- **To do**:
When you repeat the entries, reproduce each line exactly and omit every picture.

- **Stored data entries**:
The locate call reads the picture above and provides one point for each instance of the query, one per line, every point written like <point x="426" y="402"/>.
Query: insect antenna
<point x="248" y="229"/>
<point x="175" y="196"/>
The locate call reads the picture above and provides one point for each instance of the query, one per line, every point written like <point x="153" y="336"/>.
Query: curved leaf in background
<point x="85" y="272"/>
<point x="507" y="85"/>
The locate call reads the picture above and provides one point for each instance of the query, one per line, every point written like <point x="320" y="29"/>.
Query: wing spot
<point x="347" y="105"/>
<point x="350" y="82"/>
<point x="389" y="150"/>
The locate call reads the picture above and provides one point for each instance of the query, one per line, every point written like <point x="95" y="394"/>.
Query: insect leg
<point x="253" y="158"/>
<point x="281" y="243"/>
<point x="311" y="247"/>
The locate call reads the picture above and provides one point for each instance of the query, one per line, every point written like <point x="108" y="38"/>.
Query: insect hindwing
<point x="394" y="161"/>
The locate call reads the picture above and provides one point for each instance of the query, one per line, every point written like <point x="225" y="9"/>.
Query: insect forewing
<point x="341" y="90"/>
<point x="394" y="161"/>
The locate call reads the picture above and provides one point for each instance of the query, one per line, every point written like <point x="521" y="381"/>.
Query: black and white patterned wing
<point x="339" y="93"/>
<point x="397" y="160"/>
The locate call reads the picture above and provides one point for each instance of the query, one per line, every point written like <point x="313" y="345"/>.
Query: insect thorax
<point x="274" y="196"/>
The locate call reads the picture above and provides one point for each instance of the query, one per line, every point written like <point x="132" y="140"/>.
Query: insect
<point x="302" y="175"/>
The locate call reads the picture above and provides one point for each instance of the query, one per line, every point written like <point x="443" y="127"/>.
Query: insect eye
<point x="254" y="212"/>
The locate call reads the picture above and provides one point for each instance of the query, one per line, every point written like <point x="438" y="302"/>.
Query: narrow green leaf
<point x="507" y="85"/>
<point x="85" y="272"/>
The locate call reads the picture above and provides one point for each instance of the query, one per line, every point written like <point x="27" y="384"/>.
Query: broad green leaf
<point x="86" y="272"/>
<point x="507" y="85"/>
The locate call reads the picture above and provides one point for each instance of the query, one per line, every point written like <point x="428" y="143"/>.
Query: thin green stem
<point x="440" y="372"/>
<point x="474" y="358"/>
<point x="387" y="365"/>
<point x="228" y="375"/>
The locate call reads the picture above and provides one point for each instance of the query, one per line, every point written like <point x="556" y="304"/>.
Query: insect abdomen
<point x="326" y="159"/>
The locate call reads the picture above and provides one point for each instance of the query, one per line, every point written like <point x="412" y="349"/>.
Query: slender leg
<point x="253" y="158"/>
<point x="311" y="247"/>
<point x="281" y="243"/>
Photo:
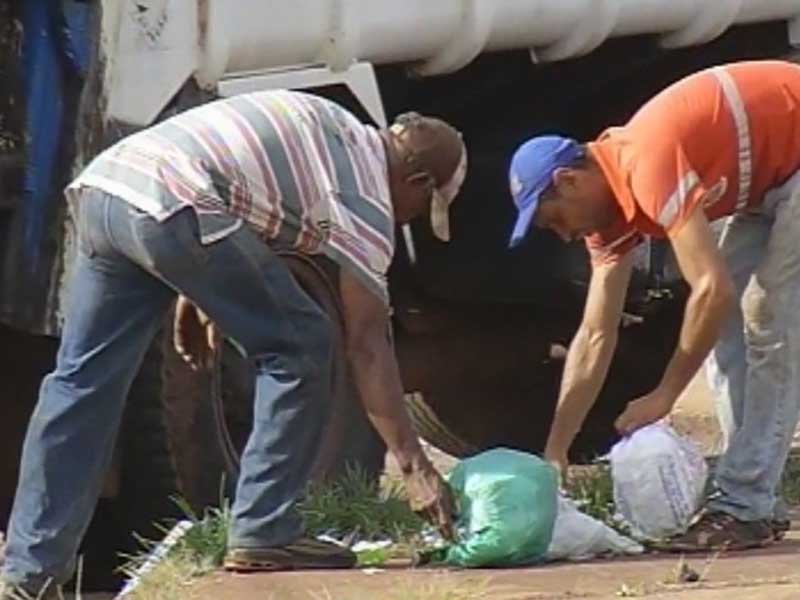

- **Task solution**:
The locate call reads the picture above and provides one point for each instance of the query, one per line, every point written like <point x="426" y="402"/>.
Query: insect antenna
<point x="248" y="229"/>
<point x="175" y="196"/>
The locate call reads the picture above and provides one point for each instance of the query, one per line, every point written like <point x="153" y="336"/>.
Query: curved leaf in background
<point x="85" y="272"/>
<point x="507" y="85"/>
The locate call reads the picture above and provides one point for each instance of the query, one per line, every point written like <point x="320" y="29"/>.
Query: wing spot
<point x="347" y="105"/>
<point x="350" y="82"/>
<point x="389" y="150"/>
The locate call reads the picture above and provides one point for each instance of the query, one per line, every point written like <point x="95" y="394"/>.
Query: insect leg
<point x="253" y="158"/>
<point x="281" y="243"/>
<point x="311" y="247"/>
The locate call reads the picture above and provides one point for each instance of the query, one per line, every point written like <point x="108" y="38"/>.
Query: insect hindwing
<point x="394" y="161"/>
The locate call reads the picture above and provides one point for each instance of the query, one per line, every point written like <point x="225" y="9"/>.
Query: insect forewing
<point x="341" y="90"/>
<point x="394" y="161"/>
The locate call reads the picture above and provides one point for each instance of the query, one per line, every point written like <point x="521" y="381"/>.
Query: black and white patterned wing
<point x="339" y="93"/>
<point x="397" y="160"/>
The locate call reads the picture above and provides one point for each instance of the query, one per line, every point written like <point x="313" y="345"/>.
Query: insect thorax
<point x="274" y="196"/>
The locate call reads the picture above and provides one point for each instance of the query, one per line, every point written like <point x="132" y="140"/>.
Query: insect
<point x="302" y="175"/>
The locate call reads the picture above and provides one point for each instance of the query, one per line, every point written like <point x="443" y="127"/>.
Query: insect eye
<point x="254" y="212"/>
The locate call reads the picture above and provides one point for each instance of the query, one per line, every point written like <point x="438" y="302"/>.
Query: narrow green leaf
<point x="507" y="85"/>
<point x="85" y="272"/>
The locate call reads the picture above and provides one point for each instance of the query, one per line, every point written like <point x="27" y="384"/>.
Query: broad green leaf
<point x="86" y="272"/>
<point x="507" y="85"/>
The locate call reads the picture above and provides one point for each instance of the query, one per line, every point written like <point x="428" y="143"/>.
Query: thin green stem
<point x="440" y="372"/>
<point x="474" y="358"/>
<point x="387" y="365"/>
<point x="228" y="375"/>
The locate call reads the picture above and provides one point for each instance of the query, one per line, every point written like <point x="556" y="304"/>.
Query: insect abdomen
<point x="326" y="159"/>
The locate call reads the picture above and provides one point for each instance of the query, one per line, every point written like <point x="412" y="349"/>.
Query: slender leg
<point x="253" y="158"/>
<point x="311" y="247"/>
<point x="281" y="243"/>
Photo:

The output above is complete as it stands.